Source excerpt ->
'''

When you begin to do the behaviors at a distance IMO it's not done till you are on the command and lure has been abbreviated to a small gesture or eliminated completely, and you've worked the behaviors for duration. You want to avoid saying yes or whatever it is you use to release the dog to the reward for while you are still at a distance as it encourages them to cheat forward to you since that's where the reward is. Say good or your duration marker, then come forward to the dog and you can mark reward from there. The reward comes to them and they don't get tempted to cheat forward. This is especially important in any behavior the dog ends in a stand. This was the big mistake that used to cause dogs to cheat forward for me.


----------



## David Winners (Apr 30, 2012)

Baillif said:


> When you lure the new correct behaviors I prefer to use a bit of *special* pressure to prevent the forward movement at first. If you focus on the feet and don't reward for forward movement they get it after enough reps. Everything in that case starts *way up close to the dog*.


Just for clarification, I'm sure Baillif meant *spatial pressure.* You are going to use your body to pressure the dog into moving up and backwards, or at least not moving forward. Creep is a *****! Teaching in this way makes creeping mechanically opposite of the dogs actions in changing position.



Nice post.


----------



## Baillif (Jun 26, 2013)

Yes. stupid auto corrections on the ipad. Typing with thumbs is the worst thing ever.


----------



## doggiedad (Dec 2, 2007)

my last GSD had a habit of sitting with his rear legs out to the side.
with the dog sitting on my left i use to place my left arm over his
rear left leg. i would tell him to "sit". i helped him into the sit by raising
the leash. my left arm over his rear left leg aided in the sit. so now
he learned to sit straight or gathered. on that occassion when he didn't
sit straight i use to take one step forward and he would gather himself
and sit straight.

i never used a lure to teach my dog to do something. i praised and treated.
don't depend on the dog to sit straight. you may have to physically help
him into the position you want.


----------



## David Winners (Apr 30, 2012)

doggiedad said:


> my last GSD had a habit of sitting with his rear legs out to the side.
> with the dog sitting on my left i use to place my left arm over his
> rear left leg. i would tell him to "sit". i helped him into the sit by raising
> the leash. my left arm over his rear left leg aided in the sit. so now
> ...


This is escape / avoidance type training, combined with positive reinforcement. Nothing wrong with that per say, but the OP is using markers. Adding escape training to the mix now could really confuse the dog. JMHO

David Winners


----------



## doggiedad (Dec 2, 2007)

never heard of escape/avoidance training. my trainer taught me the
technique i used. what was i escaping and avoiding? what markers are 
the OP usuing. pm me so we don't highjack the thread.

'''

Position annotation entries:
'''

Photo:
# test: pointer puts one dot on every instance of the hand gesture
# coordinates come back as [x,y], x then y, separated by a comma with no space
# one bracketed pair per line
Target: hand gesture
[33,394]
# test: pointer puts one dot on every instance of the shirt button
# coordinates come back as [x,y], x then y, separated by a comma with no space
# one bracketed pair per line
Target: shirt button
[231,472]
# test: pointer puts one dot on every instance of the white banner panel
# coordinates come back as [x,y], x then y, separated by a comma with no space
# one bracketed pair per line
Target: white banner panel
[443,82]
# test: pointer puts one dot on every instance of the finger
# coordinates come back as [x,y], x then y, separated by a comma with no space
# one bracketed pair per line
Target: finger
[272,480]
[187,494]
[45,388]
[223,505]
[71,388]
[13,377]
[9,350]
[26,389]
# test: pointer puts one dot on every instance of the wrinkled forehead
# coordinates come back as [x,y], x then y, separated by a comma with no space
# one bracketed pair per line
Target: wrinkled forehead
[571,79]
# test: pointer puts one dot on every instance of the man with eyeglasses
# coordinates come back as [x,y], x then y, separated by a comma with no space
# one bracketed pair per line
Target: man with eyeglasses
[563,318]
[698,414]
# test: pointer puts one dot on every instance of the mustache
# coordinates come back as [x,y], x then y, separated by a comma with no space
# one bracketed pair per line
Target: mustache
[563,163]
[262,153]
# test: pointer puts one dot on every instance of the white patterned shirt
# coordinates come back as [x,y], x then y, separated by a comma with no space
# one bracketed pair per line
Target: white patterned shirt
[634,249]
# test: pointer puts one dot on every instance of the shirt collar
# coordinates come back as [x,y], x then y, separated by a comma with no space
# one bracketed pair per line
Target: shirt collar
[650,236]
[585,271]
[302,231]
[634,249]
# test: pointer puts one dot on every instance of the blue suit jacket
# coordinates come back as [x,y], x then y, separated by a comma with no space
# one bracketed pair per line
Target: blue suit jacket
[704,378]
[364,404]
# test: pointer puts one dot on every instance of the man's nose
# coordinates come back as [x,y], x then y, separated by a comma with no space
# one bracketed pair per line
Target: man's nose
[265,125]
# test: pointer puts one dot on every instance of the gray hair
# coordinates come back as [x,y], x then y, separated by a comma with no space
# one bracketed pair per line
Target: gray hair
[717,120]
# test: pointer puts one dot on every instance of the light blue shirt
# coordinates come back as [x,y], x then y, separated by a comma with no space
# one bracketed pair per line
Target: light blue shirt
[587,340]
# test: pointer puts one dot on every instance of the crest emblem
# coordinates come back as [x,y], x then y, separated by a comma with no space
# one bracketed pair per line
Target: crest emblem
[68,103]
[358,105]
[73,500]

'''

What to work on ->
1. Reproduce the dog-training forum thread word for word, between "never heard of" and "highjack the thread.", inclusive.
2. In the dog-training forum thread, what habit did doggiedad's last GSD have when sitting?
3. Continue the dog-training forum thread from the point where it stops.

Results ->
1.
never heard of escape/avoidance training. my trainer taught me the
technique i used. what was i escaping and avoiding? what markers are 
the OP usuing. pm me so we don't highjack the thread.

2. He sat with his rear legs out to the side.

3.
doggiedad said:


> my last GSD had a habit of sitting with his rear legs out to the side. with the dog sitting on my left i use to place my left arm over his rear left leg. i would tell him to "sit". i helped him into the sit by raising the leash. my left arm over his rear left leg aided in the sit. so now he learned to sit straight or gathered. on that occassion when he didn't sit straight i use to take one step forward and he would gather himself and sit straight.
> 
> i never used a lure to teach my dog to do something. i praised and treated.
> don't depend on the dog to sit straight. you may have to physically help
> him into the position you want.





David Winners said:


> >>>>> This is escape / avoidance type training, combined with positive reinforcement.<<<<<
> 
> Nothing wrong with that per say, but the OP is using markers. Adding escape training to the mix now could really confuse the dog. JMHO
> 
> David Winners


----------



## boomer11 (Jun 9, 2013)

I'm really kicking myself for not training it right the first time. My dog really is a pro at doing all the commands, just the wrong way. Looks like I will have to go back to complete basics because it is unfair to the dog when he enthusiacally sits (how he's been taught) and I pull him back up and don't reward him. 

I love that video of the small box. Very little movement and very precise. If I go back to basics, can I start on the box? Or is that reserved for when the dog understands the movements a little better? Either way I'm building myself a freaking box! 

Btw some really great info on this thread! And yes I do marker training with food/toy


----------



## Baillif (Jun 26, 2013)

doggiedad said:


> never heard of escape/avoidance training. my trainer taught me the
> technique i used. what was i escaping and avoiding? what markers are
> the OP usuing. pm me so we don't highjack the thread.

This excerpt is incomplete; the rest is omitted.